**PROBLEM TO WORK ON:** Gather every line of the entries below that contains the word "knob"; case counts.

**SUPPLIED RECORDS:**
######
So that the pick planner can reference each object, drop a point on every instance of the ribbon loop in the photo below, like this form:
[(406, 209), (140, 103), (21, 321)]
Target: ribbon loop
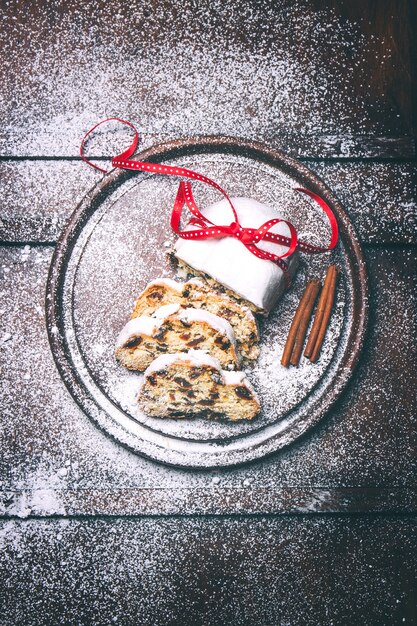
[(205, 228)]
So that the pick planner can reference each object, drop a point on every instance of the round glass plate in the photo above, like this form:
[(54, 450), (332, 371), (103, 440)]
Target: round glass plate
[(116, 242)]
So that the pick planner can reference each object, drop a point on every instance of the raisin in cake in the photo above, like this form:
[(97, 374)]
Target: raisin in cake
[(257, 282), (198, 294), (174, 329), (193, 384)]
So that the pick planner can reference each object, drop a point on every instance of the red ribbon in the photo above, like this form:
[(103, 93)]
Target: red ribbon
[(205, 229)]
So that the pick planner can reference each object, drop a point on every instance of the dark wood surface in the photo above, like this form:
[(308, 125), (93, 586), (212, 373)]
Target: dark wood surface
[(320, 533)]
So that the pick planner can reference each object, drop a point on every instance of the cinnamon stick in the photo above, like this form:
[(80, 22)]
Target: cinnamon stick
[(326, 317), (289, 344), (304, 322), (312, 339)]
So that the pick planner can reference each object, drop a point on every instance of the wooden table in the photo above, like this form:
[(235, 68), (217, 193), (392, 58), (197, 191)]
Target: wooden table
[(323, 532)]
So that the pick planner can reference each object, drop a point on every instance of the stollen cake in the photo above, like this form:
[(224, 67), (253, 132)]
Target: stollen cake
[(257, 282), (174, 329), (193, 384), (198, 294)]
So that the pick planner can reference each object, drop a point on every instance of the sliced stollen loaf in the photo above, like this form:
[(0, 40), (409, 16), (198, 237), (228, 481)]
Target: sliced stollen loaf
[(193, 384), (226, 262), (174, 329), (198, 294)]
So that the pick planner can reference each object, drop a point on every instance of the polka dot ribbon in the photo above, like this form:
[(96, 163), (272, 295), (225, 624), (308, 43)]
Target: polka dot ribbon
[(203, 228)]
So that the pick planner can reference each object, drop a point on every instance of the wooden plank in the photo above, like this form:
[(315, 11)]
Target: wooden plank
[(186, 572), (329, 82), (361, 458), (37, 197)]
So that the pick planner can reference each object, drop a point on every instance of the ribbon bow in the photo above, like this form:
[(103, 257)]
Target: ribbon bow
[(205, 228)]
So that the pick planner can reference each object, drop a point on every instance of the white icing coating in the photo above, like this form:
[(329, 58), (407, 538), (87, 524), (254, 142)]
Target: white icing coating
[(195, 281), (143, 325), (168, 282), (200, 315), (229, 262), (234, 378), (165, 311), (197, 358)]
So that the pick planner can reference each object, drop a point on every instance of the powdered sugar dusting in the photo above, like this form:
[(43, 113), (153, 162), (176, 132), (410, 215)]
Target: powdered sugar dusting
[(120, 251), (177, 77)]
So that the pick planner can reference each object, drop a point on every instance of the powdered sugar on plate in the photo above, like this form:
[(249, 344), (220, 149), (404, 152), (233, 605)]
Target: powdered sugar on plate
[(120, 249)]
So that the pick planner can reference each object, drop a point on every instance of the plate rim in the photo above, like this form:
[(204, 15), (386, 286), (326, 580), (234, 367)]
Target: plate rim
[(187, 146)]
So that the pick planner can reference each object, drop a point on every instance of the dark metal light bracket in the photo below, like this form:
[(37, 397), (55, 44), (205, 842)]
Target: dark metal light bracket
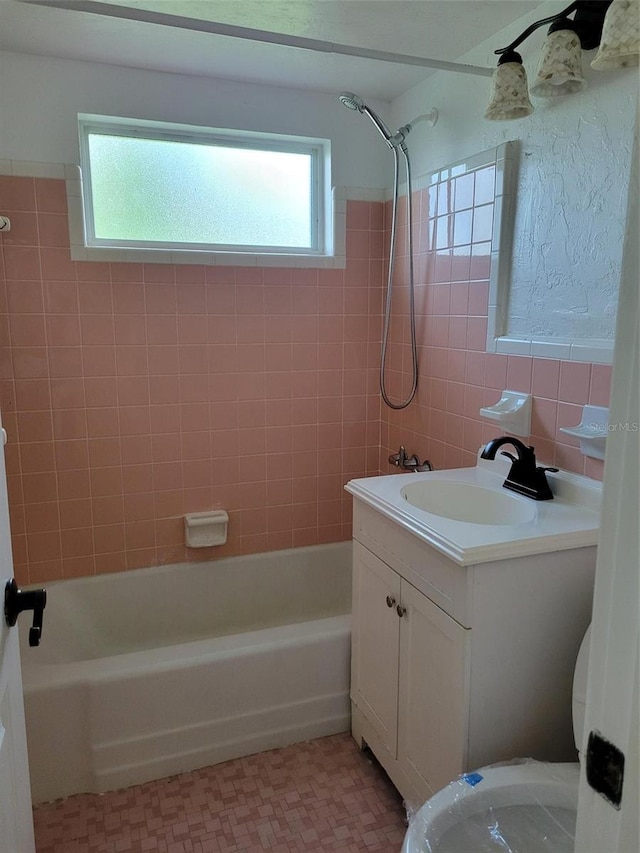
[(587, 23)]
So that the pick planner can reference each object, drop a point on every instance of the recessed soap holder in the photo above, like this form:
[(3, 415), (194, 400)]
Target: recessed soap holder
[(512, 412), (591, 432), (205, 529)]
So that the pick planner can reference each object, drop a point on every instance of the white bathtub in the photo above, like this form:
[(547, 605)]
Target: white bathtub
[(152, 672)]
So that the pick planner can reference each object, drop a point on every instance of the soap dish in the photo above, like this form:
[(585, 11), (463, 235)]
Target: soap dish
[(512, 412), (591, 432)]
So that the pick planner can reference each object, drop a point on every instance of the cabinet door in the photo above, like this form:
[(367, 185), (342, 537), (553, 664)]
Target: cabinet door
[(375, 643), (433, 693)]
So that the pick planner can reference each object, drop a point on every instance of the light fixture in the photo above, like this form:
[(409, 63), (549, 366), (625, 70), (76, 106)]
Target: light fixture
[(559, 70), (509, 91), (560, 64), (620, 42)]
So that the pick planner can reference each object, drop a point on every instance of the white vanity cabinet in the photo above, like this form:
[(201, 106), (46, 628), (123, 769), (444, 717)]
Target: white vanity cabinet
[(455, 666)]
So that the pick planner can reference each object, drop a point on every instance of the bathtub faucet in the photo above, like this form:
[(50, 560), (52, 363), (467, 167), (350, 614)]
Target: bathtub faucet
[(16, 601), (409, 463)]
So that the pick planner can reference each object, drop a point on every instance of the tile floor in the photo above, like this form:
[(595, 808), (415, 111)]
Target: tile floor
[(324, 795)]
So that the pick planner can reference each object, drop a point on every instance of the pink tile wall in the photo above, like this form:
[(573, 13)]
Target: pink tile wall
[(457, 376), (133, 393)]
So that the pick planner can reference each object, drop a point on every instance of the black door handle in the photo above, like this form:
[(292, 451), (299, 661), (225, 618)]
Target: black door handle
[(16, 600)]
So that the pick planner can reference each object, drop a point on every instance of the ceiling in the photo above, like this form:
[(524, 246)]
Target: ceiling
[(439, 29)]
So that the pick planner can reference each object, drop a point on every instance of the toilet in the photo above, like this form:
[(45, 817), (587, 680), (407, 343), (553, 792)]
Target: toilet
[(523, 806)]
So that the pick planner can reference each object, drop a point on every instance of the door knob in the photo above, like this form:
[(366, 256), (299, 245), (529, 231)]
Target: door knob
[(17, 600)]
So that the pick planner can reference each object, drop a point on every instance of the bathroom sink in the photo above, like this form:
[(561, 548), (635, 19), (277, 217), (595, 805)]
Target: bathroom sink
[(468, 502)]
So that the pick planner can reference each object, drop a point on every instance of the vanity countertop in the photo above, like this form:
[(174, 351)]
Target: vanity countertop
[(570, 520)]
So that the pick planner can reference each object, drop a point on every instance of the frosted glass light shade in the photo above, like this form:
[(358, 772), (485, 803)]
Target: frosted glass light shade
[(509, 93), (620, 42), (560, 66)]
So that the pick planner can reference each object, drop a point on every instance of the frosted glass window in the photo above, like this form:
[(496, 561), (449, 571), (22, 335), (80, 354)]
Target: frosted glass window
[(164, 189)]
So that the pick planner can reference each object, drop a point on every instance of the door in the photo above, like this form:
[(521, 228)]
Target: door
[(613, 688), (16, 820), (375, 640), (433, 695)]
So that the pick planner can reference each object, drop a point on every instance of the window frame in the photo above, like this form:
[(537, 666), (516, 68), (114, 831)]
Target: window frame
[(318, 150)]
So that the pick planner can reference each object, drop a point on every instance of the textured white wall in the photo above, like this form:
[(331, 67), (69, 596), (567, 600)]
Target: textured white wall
[(572, 185), (40, 98)]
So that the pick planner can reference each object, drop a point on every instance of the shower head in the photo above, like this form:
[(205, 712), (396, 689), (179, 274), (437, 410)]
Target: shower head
[(355, 102), (351, 101)]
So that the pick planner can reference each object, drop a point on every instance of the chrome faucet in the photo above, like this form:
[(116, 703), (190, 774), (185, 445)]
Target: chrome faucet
[(409, 463), (524, 477)]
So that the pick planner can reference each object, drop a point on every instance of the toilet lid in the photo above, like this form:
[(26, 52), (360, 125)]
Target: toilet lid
[(527, 807), (580, 689)]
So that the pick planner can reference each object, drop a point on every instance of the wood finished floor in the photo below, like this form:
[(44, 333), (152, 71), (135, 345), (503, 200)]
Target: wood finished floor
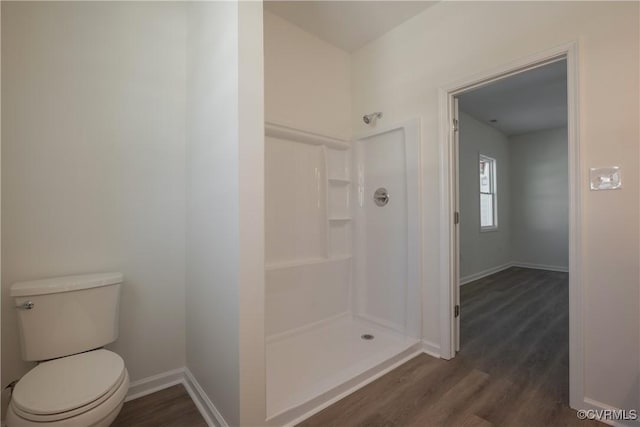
[(171, 407), (512, 370)]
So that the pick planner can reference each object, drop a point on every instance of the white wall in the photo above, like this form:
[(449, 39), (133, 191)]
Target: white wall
[(225, 208), (212, 210), (400, 74), (307, 81), (93, 164), (540, 198), (482, 250)]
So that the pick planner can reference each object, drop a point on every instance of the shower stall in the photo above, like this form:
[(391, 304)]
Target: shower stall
[(342, 263)]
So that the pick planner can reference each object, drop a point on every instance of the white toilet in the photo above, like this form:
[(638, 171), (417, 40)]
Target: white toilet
[(63, 324)]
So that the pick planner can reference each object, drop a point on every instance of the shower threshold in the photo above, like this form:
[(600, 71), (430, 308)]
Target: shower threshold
[(312, 368)]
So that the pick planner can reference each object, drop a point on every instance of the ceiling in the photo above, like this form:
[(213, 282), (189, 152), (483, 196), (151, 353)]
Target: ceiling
[(348, 25), (530, 101)]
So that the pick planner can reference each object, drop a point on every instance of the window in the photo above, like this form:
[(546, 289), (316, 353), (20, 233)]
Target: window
[(488, 202)]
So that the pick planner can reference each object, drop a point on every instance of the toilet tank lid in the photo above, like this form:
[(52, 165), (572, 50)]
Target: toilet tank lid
[(64, 284)]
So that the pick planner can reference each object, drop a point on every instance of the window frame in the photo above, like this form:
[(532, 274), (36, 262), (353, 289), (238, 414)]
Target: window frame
[(493, 193)]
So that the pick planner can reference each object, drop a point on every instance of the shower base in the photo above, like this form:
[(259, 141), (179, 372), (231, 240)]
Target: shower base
[(309, 369)]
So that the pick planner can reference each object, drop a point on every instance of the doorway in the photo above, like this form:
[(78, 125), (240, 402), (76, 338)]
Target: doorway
[(450, 204)]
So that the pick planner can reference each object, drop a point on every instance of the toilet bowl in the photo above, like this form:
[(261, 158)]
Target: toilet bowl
[(83, 390), (64, 322)]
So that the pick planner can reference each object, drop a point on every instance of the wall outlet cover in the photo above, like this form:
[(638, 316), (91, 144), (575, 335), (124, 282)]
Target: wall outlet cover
[(608, 178)]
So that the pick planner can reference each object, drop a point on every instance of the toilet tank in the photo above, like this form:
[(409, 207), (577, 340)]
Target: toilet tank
[(67, 315)]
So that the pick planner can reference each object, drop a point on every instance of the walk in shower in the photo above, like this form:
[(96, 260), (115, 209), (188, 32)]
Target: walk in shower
[(342, 262)]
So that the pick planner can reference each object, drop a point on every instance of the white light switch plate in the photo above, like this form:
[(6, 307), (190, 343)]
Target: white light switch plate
[(605, 178)]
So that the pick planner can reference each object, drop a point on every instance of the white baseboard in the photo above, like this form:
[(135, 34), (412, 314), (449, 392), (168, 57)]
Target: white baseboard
[(154, 383), (493, 270), (209, 412), (599, 406), (488, 272), (431, 348), (183, 376), (560, 268)]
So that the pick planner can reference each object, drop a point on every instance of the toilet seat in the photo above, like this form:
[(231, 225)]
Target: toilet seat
[(67, 387)]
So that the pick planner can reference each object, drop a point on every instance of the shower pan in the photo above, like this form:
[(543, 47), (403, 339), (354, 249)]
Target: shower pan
[(342, 263)]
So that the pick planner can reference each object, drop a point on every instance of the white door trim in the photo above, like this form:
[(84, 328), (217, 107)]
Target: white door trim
[(448, 173)]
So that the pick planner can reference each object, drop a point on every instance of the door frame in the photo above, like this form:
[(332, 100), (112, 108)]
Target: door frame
[(449, 269)]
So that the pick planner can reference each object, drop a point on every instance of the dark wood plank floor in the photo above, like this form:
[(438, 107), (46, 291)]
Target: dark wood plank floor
[(171, 407), (512, 370)]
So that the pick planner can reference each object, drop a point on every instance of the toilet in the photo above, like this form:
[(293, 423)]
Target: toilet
[(63, 324)]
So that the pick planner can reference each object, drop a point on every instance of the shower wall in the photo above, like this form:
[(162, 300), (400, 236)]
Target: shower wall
[(386, 279), (307, 88), (308, 243)]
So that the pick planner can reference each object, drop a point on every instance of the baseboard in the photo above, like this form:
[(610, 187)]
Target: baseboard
[(154, 383), (599, 406), (209, 412), (493, 270), (431, 348), (145, 386), (481, 274), (559, 268)]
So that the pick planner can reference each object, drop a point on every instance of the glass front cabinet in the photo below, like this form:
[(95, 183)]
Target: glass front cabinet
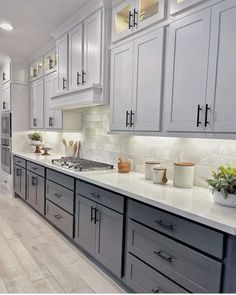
######
**TASK RESPONSE:**
So that the pick planner can reference each object, drop a point on every instance of the door knob in the photo above, like this form:
Target: door knob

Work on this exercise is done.